» **Document text**
**********

Although hackers are not as numerous as social net users or gamers, their contribution to the rise of the contemporary Internet culture should be considered of primary importance. Their contribution could be said to form the core of the new value system, born by the information technologies, which social nets and computer games additionally develop.
THE FACEBOOK USERS
The idea behind the creation of Facebook was to build a social net which connects students, rates users and allows exchange of information. The values of the hacker culture like openness, access, freedom of expression, collaboration easily communicate with the values of this social network like:
o Free communication
Additionally, the events of the Arab spring and anti-government protests in Bulgaria in 2013 made popular the capacity of this net to organize large groups of people to work together for causes. This function of Facebook has turned into a hallmark of the social network and is the reason why Facebook has been banned in China since 2009, and for some periods of time in other countries, as well.
Therefore, I add four more values:
o Facilitating different forms of social associations (communities, groups)
o Encouraging social activity (petitions, causes, events)
o Antigovernment activity
o Freedom of speech
The values, found to be common between the hackers and the Facebook users, are listed below:
o Merging work and entertainment (hobby)
o Internal motivation (enthusiasm, pleasure)
o Work for causes and socially important projects (projects, petitions, causes, events)

**********

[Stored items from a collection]
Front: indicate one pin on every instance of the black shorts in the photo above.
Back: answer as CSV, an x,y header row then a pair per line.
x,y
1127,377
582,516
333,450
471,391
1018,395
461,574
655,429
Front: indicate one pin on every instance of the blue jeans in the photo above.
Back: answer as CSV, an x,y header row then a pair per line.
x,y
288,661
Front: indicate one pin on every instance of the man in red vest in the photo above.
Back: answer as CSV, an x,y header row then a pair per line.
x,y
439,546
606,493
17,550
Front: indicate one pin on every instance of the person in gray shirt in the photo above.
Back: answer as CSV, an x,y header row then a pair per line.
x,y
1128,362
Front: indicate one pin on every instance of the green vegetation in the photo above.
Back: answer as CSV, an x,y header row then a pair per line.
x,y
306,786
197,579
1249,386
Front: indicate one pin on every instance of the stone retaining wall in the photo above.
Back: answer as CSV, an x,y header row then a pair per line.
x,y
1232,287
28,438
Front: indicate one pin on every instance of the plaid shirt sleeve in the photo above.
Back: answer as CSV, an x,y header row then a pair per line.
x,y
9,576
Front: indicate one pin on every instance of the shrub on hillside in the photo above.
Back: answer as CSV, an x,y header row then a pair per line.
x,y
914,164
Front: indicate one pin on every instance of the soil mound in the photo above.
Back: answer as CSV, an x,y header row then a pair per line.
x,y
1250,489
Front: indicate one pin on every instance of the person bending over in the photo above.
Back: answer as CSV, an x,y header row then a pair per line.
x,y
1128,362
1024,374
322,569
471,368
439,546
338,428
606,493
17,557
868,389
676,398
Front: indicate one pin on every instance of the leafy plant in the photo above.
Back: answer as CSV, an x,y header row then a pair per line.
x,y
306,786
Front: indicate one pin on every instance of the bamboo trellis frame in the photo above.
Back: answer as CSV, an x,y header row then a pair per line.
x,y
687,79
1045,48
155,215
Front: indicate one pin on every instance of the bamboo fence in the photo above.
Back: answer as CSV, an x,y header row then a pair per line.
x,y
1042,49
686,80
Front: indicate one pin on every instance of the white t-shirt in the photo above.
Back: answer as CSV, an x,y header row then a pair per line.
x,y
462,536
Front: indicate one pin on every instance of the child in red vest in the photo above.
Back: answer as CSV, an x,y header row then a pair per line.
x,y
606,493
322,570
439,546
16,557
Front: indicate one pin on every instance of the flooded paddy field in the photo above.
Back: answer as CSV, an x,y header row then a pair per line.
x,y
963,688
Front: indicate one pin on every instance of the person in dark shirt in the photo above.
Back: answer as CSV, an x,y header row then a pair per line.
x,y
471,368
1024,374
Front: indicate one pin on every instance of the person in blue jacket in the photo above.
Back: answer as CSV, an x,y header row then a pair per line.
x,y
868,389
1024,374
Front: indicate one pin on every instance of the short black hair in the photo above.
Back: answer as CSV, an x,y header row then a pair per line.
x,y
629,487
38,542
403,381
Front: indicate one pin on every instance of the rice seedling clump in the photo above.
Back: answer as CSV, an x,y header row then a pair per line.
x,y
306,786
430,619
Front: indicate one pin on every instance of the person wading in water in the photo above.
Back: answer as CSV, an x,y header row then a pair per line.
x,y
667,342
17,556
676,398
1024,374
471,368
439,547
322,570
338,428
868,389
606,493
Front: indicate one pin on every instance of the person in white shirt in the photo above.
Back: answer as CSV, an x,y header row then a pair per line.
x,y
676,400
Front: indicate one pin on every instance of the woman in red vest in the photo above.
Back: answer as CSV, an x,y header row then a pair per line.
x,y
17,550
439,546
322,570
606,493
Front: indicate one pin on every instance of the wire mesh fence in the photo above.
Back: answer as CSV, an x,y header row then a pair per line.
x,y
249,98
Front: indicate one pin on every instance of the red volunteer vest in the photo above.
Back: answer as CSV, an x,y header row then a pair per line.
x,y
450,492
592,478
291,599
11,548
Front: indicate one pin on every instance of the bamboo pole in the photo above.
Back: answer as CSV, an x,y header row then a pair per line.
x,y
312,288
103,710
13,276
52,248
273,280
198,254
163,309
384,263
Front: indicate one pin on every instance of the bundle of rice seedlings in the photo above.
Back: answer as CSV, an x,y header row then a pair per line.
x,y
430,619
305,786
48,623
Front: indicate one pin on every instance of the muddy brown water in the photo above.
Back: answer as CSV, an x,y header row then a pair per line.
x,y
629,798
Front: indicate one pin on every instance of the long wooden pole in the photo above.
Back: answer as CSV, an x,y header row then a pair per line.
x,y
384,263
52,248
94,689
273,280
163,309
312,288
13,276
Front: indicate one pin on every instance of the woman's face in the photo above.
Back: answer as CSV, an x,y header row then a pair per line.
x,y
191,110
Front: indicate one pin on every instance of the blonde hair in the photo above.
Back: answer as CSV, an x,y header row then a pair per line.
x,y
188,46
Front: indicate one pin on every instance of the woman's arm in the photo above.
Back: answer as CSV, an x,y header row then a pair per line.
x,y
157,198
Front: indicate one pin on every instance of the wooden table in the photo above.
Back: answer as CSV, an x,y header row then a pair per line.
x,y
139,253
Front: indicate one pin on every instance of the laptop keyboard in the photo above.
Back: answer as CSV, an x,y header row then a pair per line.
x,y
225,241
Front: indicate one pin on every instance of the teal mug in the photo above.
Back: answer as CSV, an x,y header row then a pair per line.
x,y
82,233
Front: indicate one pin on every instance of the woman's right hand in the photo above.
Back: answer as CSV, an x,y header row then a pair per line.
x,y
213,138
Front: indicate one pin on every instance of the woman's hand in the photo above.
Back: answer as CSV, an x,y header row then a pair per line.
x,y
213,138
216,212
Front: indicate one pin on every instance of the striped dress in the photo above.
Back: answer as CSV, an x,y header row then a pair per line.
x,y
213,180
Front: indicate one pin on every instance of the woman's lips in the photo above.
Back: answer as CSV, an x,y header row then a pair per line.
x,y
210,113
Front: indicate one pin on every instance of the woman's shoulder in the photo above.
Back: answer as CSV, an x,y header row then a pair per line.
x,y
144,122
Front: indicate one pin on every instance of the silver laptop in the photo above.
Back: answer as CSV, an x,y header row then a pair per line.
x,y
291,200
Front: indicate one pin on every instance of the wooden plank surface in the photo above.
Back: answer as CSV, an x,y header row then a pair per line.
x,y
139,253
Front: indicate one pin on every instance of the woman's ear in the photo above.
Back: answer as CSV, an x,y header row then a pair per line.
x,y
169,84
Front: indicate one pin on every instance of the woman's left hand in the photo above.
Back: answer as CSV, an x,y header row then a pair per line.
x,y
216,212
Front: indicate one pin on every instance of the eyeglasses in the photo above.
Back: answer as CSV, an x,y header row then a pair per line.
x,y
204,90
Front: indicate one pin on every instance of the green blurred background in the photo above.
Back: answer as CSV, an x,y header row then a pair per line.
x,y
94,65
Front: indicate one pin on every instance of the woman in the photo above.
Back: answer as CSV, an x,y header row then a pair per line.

**********

» **Prompt 1**
Copy the records word for word, starting at the line that contains "Front: indicate one pin on every instance of the woman's lips" and ending with the final line of the records.
» **Prompt 2**
Continue the text on the values shared by hackers and Facebook users from the point where it stops.
The records are unrelated to the text on hacker and Facebook values.

» **Response 1**
Front: indicate one pin on every instance of the woman's lips in the photo above.
Back: answer as CSV, an x,y header row then a pair per line.
x,y
210,113
Front: indicate one pin on every instance of the woman's shoulder in the photo above.
Back: answer as CSV, an x,y header row then a pair per line.
x,y
144,122
Front: indicate one pin on every instance of the silver laptop in the photo above.
Back: answer as CSV, an x,y header row then a pair per line.
x,y
291,200
Front: indicate one pin on every instance of the wooden plank surface in the photo above.
Back: answer as CSV, an x,y header row then a pair per line.
x,y
139,253
Front: indicate one pin on every instance of the woman's ear in the photo above.
Back: answer as CSV, an x,y header row then a pair per line.
x,y
169,84
Front: indicate one pin on every instance of the woman's left hand in the photo above.
Back: answer as CSV, an x,y header row then a pair per line.
x,y
216,212
Front: indicate one pin on every instance of the eyeglasses in the photo above.
Back: answer as CSV, an x,y header row then a pair per line.
x,y
204,90
Front: indicate one pin on every instance of the green blurred background in the photo above.
Back: answer as CSV, an x,y header row then a pair per line.
x,y
94,65
Front: indicate one pin on every instance of the woman in the photo above.
Back: answer as CSV, an x,y header row then a pair per line.

» **Response 2**
o Creation of huge teams in short time
o Openness/free exchange of information
o Quick feedback
o Antiauthoritarian values: publicity, no or weak censorship, control and secrecy
o Voluntary participation at any place and time
The technological advancement in human-computer interaction and information processing creates a third type of culture, which is not too much different from the previous two. This is the computer gamers’ culture. The gamer’s behavior is often explained as an escape from reality and social surrounding to a fantasy world because of the childish inclination to play games. The life of the gamer is considered unreasonable, and his/her time – wasted. Many non-gamers disapprove as harmful the formation of gaming habits not only for adults, but for children as well. The question is: is it possible to understand what gamers do in terms of Internet culture values?
What is the value of playing computer games, according to J. McGonigal?
1. Games have rules, clear goals and algorithm for advancement in small steps.
2. Games give feedback in real time, which motivates users.
3. Computers allow individually paced learning and difficulty adjustment.
4. The reward system is performance based (immediate and transparent).
5. Gamers understand their work in terms of mission, mainly because their participation is voluntary.
What gamers find in games, they can’t find in real life. There are no clear goals and rules for success in life. Also, most often there is no clear feedback. There is individual pace for learning and difficulty adjustment (at school classes and etc). Success is not necessary related to reward. Necessity and duty are the main factors for activity in life.
A very important element of the computer games is the motivation of the players. Motivation reveals important values:
The meritocratic principle is basic for the hackers’ culture as well as for the gamers’ one. (It is not well presented on Facebook.) The one is recognized in the community because of the results he/she achieves. This recognition is not dependent on age or social hierarchy created by origin, money or position. It mostly depends on skills and contribution to the goals of a certain community.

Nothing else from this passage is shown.